* QUOTED PASSAGE
-=-=-

In this essay, I attempt to chart a middle ground between the two positions delineated above--neither rendering folk artists as mute vessels incapable of self-reflexivity or conceptual thought, nor treating them as coterminous with art practitioners in the modern art world whose practices are supposed to be self-consciously agonistic, based on a valorization of subversion so that the artist deliberately sets herself in opposition to dominant societal values. Instead I try to offer a notion of artistic agency that is multiple and synthetic rather than autonomous and subjective, conceptualized through an elaboration of the work process which allow us to think of artists as embodied through their practices rather than their finished artworks.

My argument is framed by Deleuze's ideas about repetition and time. For Deleuze, the embodied individual is constituted as a passive subject--a site on which thoughts circulate, encountering sensations and objects that may be energized to form ideas (Deleuze 2004). However, the body that is the medium in which the materialization of such creative energies takes place first has to be honed into becoming a receptive vehicle. It must become a machine or automaton constituted through repeated work and exercise which allows thought to flow through the individual subject. Thought, for Deleuze, is no longer the result of self-conscious reflection by individuals, but an emergent process that arises from the passive synthesis of time reflected in repetitive and habitual practices. It is only when past activities are brought into the present through habit and memory that 'things' acquire actual shape. I try to show how artisanal forms of learning through repetition enable creative novelty to emerge not in the mode of purposeful self-expression, but by cultivating habits in the form of embodied practices that are responsive to continual variation in the environment. Artistic agency manifests itself in contingent acts--unexpected connections that reveal their potential only retrospectively after the art work is actualized (Wang 2008).

Emergent Events and Painted Narratives

In this section, I illustrate the conceptual framework delineated above with examples of artistic production from the Chitrakar, a community of picture storytellers from West Bengal, gathered in the course of anthropological fieldwork in a village called Naya in West Medinipur district. But first, a brief description of the community itself.

Even though the term 'chitrakar' means picture-maker, the art refers to a form of narrative performance in which the bard narrates a story in song while s/he displays a painted scroll. The subjects of their narratives are largely mythological, but because this is a popular and secular form of rural entertainment, there are many compositions that deal with dramatic secular events, such as natural calamities and scandals. The distinction between secular and mythological is a recent one, however, and originated with the post-independence patronage of the folk arts by state agencies to popularize policies and schemes concerning education and health. The enthusiasm with which folk artists such as the chitrakars have taken up such novel themes has not only led to a vastly expanded range of narrative subjects, but also to a new classification of themes into traditional (puranic) and social (samajik).

-=-=-

* EXERCISES TO COMPLETE
1: According to the essay excerpt, what does the term "chitrakar" mean?
2: Reproduce the essay excerpt from "Emergent Events and" up to and including "the community itself.".
The lines that come next have no role here.

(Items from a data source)
-=-=-

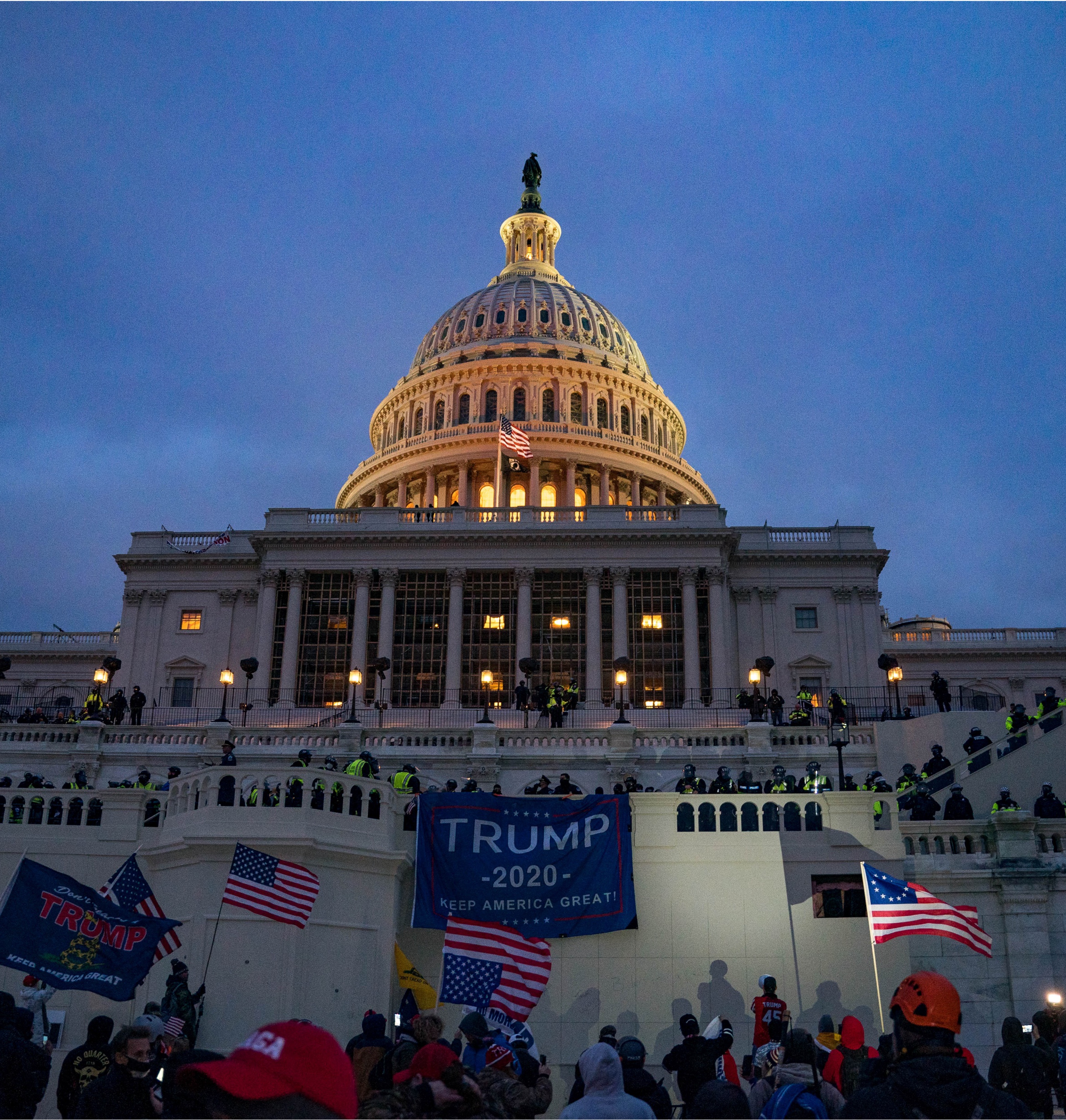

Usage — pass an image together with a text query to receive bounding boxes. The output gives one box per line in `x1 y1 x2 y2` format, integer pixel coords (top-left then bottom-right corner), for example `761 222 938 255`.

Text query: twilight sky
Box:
0 4 1066 629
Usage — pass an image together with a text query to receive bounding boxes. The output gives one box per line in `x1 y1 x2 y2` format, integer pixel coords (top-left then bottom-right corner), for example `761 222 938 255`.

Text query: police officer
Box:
800 758 833 793
1032 782 1066 818
711 766 739 793
922 743 952 777
992 785 1021 813
908 782 941 821
944 782 973 821
681 763 707 793
963 727 992 755
763 765 791 793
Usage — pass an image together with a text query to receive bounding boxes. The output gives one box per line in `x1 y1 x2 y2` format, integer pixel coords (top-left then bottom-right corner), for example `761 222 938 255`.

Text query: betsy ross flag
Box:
222 843 318 929
862 863 992 957
441 917 551 1023
100 852 181 961
500 417 529 459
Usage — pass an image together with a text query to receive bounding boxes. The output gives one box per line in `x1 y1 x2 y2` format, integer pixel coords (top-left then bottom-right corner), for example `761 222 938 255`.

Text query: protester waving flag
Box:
100 852 181 961
441 917 551 1023
862 863 992 957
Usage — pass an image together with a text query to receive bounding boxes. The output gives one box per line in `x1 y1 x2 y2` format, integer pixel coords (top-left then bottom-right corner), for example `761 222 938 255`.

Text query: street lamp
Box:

-=-=-

* FINAL ANSWERS
1: Picture-maker.

2:
Emergent Events and Painted Narratives

In this section, I illustrate the conceptual framework delineated above with examples of artistic production from the Chitrakar, a community of picture storytellers from West Bengal, gathered in the course of anthropological fieldwork in a village called Naya in West Medinipur district. But first, a brief description of the community itself.